Challenge A -> Print the records below exactly, from the line that contains "Flag each residential building visible above." down through the end of the records, with both of those lines included, and leave the pictures out of your answer.

-=-=-=-=-

The previous article reviewed specifics in selecting data management solutions and their functionalities. In this article, we will discuss the following:
- The definition of data lineage in the IT tools context
- Business needs and requirements for a data lineage tool
- Situation with commercial-off-the-shelf (COTS) data lineage tools (based on the analysis of 44 tools) in terms of:
- IT tool types
- Deployment options
- High-level functionalities
- Industry solutions
Data Lineage Definition
There is no aligned definition of data lineage exist. Many professionals mistakenly narrow the understanding of data lineage to the physical level and automated method of its documentation. I shared my practical experience in data lineage implementation in multiple publications: the book “Data Lineage from a Business Perspective,” articles, and webinars. In this article, I will summarize my approach and the latest discoveries in the area of DL tools.
Data lineage is a description of data movements and transformations at various abstraction levels along data chains and relationships between data elements at these levels.

-=-=-=-=-

Challenge B ->
Answer these questions about the data lineage article above:
(i) How many data lineage tools does the analysis cover?
(ii) What is the title of the book the author mentions?
(iii) What did the previous article review?

(A run of records)
-=-=-=-=-

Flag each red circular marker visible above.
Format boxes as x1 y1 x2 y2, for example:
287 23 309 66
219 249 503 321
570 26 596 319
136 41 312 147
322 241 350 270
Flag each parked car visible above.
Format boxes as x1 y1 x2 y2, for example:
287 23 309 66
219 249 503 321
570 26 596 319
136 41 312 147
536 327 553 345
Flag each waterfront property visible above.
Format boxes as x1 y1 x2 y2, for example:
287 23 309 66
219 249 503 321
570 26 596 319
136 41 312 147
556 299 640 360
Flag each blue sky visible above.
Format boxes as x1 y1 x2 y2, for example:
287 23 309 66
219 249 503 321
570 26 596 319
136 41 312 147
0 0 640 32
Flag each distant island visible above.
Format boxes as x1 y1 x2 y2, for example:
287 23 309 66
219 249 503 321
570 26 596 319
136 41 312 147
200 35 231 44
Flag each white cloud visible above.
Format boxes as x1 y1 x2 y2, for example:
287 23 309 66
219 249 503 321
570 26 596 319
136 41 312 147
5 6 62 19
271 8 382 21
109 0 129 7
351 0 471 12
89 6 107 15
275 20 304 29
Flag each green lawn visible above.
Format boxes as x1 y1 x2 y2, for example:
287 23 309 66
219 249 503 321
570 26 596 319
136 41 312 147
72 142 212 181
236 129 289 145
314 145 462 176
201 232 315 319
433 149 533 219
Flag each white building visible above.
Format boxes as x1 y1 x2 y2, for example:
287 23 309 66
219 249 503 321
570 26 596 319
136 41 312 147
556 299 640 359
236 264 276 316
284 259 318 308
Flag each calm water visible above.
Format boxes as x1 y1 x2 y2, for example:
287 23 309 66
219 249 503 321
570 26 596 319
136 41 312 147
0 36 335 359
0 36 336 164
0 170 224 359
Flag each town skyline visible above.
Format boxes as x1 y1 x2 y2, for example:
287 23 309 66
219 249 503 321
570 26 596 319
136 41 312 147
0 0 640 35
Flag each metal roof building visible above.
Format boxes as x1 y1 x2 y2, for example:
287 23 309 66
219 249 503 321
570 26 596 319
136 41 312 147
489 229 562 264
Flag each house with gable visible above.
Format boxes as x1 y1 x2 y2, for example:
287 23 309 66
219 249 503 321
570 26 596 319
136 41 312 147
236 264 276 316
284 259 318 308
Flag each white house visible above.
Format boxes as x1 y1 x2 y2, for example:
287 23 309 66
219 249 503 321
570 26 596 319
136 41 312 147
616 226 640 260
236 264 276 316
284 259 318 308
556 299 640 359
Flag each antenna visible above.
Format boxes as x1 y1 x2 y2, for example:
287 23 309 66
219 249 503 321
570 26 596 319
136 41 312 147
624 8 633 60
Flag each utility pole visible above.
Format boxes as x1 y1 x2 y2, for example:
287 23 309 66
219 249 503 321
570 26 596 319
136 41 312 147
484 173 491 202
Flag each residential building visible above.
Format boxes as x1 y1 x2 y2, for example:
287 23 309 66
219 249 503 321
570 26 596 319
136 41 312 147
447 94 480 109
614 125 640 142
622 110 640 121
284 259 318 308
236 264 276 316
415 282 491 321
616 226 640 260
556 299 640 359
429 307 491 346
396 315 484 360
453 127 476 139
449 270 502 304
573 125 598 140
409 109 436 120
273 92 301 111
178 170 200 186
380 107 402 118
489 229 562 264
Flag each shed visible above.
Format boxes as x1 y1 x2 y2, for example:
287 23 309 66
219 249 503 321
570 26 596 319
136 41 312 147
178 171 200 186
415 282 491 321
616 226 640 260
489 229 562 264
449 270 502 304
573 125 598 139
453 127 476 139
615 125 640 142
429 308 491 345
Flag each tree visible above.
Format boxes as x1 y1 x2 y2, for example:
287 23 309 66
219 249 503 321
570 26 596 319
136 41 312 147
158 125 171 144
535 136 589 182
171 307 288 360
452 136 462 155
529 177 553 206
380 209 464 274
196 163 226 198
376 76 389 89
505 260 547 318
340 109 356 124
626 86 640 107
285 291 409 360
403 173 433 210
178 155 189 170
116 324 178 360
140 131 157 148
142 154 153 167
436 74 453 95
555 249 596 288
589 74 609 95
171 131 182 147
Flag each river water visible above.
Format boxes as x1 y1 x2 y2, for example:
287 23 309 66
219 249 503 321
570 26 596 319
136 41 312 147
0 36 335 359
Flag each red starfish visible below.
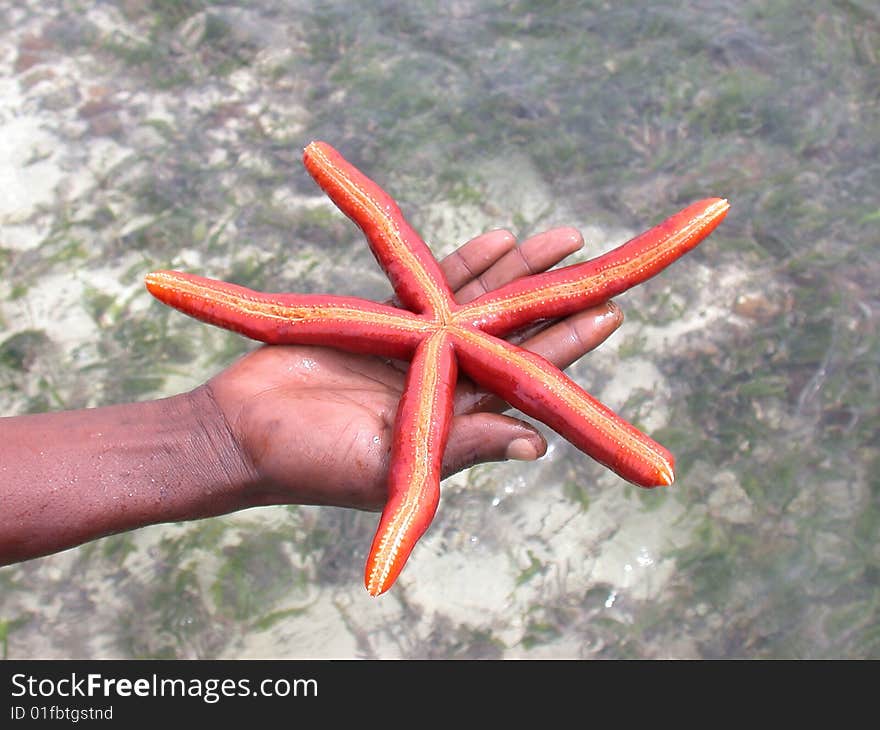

-=-=-=-=-

Worked solution A ->
Flag each residential building visible above.
Format boxes as x1 y1 x2 y2, for example:
287 23 309 66
219 249 503 321
570 26 596 319
136 41 312 147
447 94 480 109
614 125 640 142
622 110 640 121
284 259 318 308
236 264 276 316
415 282 491 321
616 226 640 260
556 299 640 359
429 307 491 346
396 315 484 360
453 127 476 139
449 270 502 304
573 125 598 140
409 109 436 120
273 92 301 111
178 170 200 186
380 107 402 118
489 229 562 264
Flag each shed visible above.
Format boxes as x1 y1 x2 y2, for example:
287 23 309 66
219 249 503 321
570 26 596 319
136 41 312 147
178 171 200 186
415 282 491 321
616 226 640 260
489 229 562 264
449 270 502 304
573 125 598 139
453 127 476 139
615 125 640 142
429 308 491 345
Flag each tree visible above.
Format boxes as x1 y1 x2 y2, for example:
287 23 309 66
219 249 503 321
570 26 596 319
136 41 312 147
158 125 171 144
535 136 589 182
171 307 288 360
452 136 462 155
529 177 553 206
380 209 464 274
196 163 226 198
376 76 389 89
505 260 547 318
340 109 356 124
626 86 640 107
285 291 409 360
403 173 433 210
178 155 189 170
116 324 178 360
140 131 157 148
142 154 153 167
436 74 453 95
555 249 596 288
589 74 609 95
171 131 182 147
Flag each river water visible above.
Format boxes as x1 y1 x2 y2, for example:
287 23 309 66
219 249 503 321
570 26 596 319
136 41 312 147
0 36 335 359
Flag each red starfish visible below.

Worked solution B ->
(i) 44 tools.
(ii) "Data Lineage from a Business Perspective."
(iii) Specifics in selecting data management solutions and their functionalities.